ACTION ITEM:
Of the material below, only the lines from the line containing "of the tall" down to the line containing "of the glass" belong in the answer, written out exactly.

INPUT:
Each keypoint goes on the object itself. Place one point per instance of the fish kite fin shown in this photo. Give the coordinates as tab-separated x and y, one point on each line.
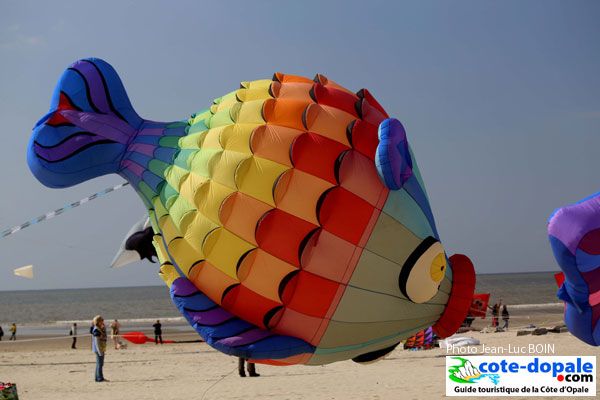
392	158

...

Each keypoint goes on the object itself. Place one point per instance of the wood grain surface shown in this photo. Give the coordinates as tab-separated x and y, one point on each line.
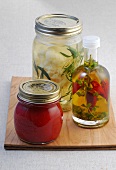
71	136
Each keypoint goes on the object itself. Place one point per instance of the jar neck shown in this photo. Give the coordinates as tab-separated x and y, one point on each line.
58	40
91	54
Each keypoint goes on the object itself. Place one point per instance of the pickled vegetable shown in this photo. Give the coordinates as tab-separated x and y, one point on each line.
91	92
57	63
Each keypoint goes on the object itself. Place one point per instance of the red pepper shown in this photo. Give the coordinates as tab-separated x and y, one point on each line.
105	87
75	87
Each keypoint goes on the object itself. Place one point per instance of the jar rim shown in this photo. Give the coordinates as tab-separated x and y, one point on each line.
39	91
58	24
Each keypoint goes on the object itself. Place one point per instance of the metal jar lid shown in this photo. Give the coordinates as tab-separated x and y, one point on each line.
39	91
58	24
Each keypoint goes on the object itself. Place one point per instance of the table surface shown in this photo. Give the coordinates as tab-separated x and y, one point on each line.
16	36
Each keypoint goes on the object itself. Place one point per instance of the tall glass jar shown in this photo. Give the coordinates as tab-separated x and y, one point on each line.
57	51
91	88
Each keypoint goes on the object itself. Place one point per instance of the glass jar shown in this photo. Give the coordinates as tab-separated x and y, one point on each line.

RESPONSE TO THE TASK:
Each keypoint goes on the object itself. Place one point per instance of the tall glass jar shown in this photo. Give the coordinates as tab-separated x and y, one point on each line.
57	51
91	88
Each keypoint goes on the object itself. Place one point per instance of the glass jar shown in this photo. Give the coordinates as tab-separated x and y, one point on each line.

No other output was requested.